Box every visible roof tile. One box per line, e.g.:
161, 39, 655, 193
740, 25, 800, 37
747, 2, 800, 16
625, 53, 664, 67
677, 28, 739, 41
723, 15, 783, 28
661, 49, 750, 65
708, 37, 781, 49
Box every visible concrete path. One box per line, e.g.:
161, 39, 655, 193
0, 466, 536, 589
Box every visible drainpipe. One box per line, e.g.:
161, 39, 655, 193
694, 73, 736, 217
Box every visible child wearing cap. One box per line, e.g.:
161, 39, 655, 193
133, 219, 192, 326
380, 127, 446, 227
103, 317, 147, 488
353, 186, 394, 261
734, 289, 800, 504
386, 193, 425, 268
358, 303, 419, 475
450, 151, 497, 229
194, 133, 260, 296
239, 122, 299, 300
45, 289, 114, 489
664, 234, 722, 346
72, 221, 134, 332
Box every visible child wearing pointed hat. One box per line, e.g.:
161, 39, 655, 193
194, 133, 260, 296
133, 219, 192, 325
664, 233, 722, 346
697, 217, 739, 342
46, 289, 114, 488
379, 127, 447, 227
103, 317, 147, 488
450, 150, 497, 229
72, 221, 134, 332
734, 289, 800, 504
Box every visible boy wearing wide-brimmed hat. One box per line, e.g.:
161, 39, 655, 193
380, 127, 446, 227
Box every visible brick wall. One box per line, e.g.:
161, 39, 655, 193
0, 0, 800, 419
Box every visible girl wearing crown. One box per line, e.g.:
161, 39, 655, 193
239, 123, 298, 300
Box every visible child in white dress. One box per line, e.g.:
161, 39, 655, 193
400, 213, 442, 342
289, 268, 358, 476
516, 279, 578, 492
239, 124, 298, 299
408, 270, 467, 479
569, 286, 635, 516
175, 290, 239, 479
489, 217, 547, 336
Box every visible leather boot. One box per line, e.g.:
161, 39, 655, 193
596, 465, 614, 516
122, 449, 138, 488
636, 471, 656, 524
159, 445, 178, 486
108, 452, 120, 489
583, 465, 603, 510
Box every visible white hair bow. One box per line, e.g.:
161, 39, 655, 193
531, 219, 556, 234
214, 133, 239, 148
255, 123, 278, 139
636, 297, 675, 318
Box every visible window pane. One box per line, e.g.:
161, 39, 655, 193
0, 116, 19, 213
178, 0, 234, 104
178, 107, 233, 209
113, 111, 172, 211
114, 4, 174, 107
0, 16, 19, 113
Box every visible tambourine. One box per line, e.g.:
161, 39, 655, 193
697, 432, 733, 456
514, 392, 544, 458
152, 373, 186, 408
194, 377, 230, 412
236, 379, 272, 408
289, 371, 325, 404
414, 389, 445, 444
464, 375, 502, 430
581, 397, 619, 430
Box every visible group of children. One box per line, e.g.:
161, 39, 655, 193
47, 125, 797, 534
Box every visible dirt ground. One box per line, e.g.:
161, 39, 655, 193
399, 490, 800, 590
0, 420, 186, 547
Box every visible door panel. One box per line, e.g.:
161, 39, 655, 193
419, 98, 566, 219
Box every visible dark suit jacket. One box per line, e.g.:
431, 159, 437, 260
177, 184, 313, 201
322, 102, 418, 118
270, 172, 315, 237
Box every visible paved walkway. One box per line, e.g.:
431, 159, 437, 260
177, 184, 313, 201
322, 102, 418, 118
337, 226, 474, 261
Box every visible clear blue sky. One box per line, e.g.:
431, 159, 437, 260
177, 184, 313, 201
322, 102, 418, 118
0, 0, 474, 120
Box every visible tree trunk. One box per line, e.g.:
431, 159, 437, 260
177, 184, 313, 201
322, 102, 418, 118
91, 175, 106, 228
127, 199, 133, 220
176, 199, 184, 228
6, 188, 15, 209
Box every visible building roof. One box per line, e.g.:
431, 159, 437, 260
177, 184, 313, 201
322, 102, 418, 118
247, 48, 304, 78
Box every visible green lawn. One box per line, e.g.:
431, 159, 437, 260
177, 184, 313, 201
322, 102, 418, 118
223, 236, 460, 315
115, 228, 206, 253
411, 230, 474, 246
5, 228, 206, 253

____

> Instructions for the task
Each line of the listing should be echoed back exactly.

> Exercise solution
Box every visible roof tile. One box per line, e.g.:
161, 39, 655, 193
740, 25, 800, 37
747, 2, 800, 16
625, 53, 664, 67
677, 28, 739, 41
723, 15, 783, 28
661, 49, 750, 65
708, 37, 781, 49
Box every visible concrete path. One box per line, e.g.:
161, 39, 655, 193
0, 466, 536, 589
Box every visible drainpipe. One box per line, e.g.:
161, 39, 655, 193
694, 73, 736, 217
Box every visible child wearing cap. One box per line, e.g.:
161, 39, 655, 193
133, 219, 192, 326
380, 127, 446, 227
103, 317, 147, 488
353, 186, 394, 261
734, 289, 800, 504
386, 193, 425, 268
358, 303, 419, 475
450, 151, 497, 229
194, 133, 260, 296
239, 122, 299, 300
45, 289, 114, 489
664, 234, 722, 346
72, 221, 134, 332
Box every visible child wearing pointed hat. One box per line, e.g.:
161, 39, 655, 193
194, 133, 260, 296
133, 219, 192, 325
664, 233, 722, 346
697, 217, 739, 342
46, 289, 114, 488
379, 127, 447, 227
103, 317, 147, 488
450, 150, 497, 229
72, 221, 134, 332
734, 289, 800, 504
Box every visible boy wearing wide-brimmed hat. One box per line, e.g.:
161, 39, 655, 193
380, 127, 446, 227
Box every visible brick wall. One box per line, e.g.:
161, 39, 655, 193
0, 0, 800, 419
Box every visible girl wearing crown. One box per line, e.g.:
161, 39, 655, 193
239, 123, 298, 300
Box every visible child in white dress. One box per line, e.g.:
161, 39, 655, 193
400, 213, 442, 342
289, 268, 358, 476
516, 279, 578, 492
239, 124, 298, 299
408, 270, 467, 479
569, 286, 635, 516
175, 290, 239, 479
489, 217, 547, 336
Box every visible leather boot. One box per line, e.g.:
161, 39, 655, 193
596, 465, 614, 516
122, 449, 138, 488
636, 471, 656, 524
159, 445, 178, 486
108, 452, 120, 489
583, 465, 603, 510
Box every visible white hair bow. One box per line, e.g.:
161, 39, 655, 193
531, 219, 556, 234
214, 133, 239, 148
255, 123, 278, 139
636, 297, 675, 318
Box every visible window pane. One box per line, e.g.:
161, 39, 655, 193
0, 116, 19, 213
178, 0, 234, 104
178, 107, 233, 209
113, 111, 172, 211
114, 4, 174, 107
0, 16, 19, 113
Box every visible tambourine. One box per line, e.g.:
161, 39, 655, 193
697, 432, 733, 456
514, 392, 544, 458
152, 373, 186, 408
194, 377, 230, 412
236, 379, 272, 408
289, 371, 325, 404
414, 389, 445, 444
464, 375, 502, 430
581, 397, 619, 430
Box every visible group of children. One box per line, e.g.:
161, 39, 655, 193
47, 125, 797, 534
Box every visible dirt ground. One box per line, e.g.:
161, 39, 655, 193
399, 490, 800, 590
0, 420, 186, 547
Box every visible door panel. One box per line, e.g.:
161, 39, 655, 193
419, 98, 566, 219
Box every visible dark suit jacket. One box per line, e.g.:
431, 159, 437, 260
177, 184, 313, 201
322, 102, 418, 118
270, 172, 315, 237
Box every visible paved walkway. One box per line, e.g.:
431, 159, 437, 260
177, 184, 313, 201
322, 102, 418, 118
337, 226, 474, 261
Box every visible clear blue sky. One box per line, e.g.:
431, 159, 437, 260
177, 184, 313, 201
322, 102, 418, 118
0, 0, 474, 120
Box every visible tree trunk. One box per line, e.g.:
431, 159, 437, 260
177, 184, 313, 201
322, 102, 418, 118
91, 175, 106, 228
127, 199, 133, 220
176, 199, 184, 228
6, 188, 15, 209
Box every visible building roof. One box per line, e.g.:
431, 159, 437, 260
177, 184, 313, 201
322, 102, 418, 118
247, 48, 304, 78
Box every visible green lawn. One box per line, e.g.:
431, 159, 437, 260
177, 184, 313, 201
322, 102, 418, 118
223, 236, 460, 315
115, 228, 206, 253
411, 230, 474, 246
5, 228, 206, 253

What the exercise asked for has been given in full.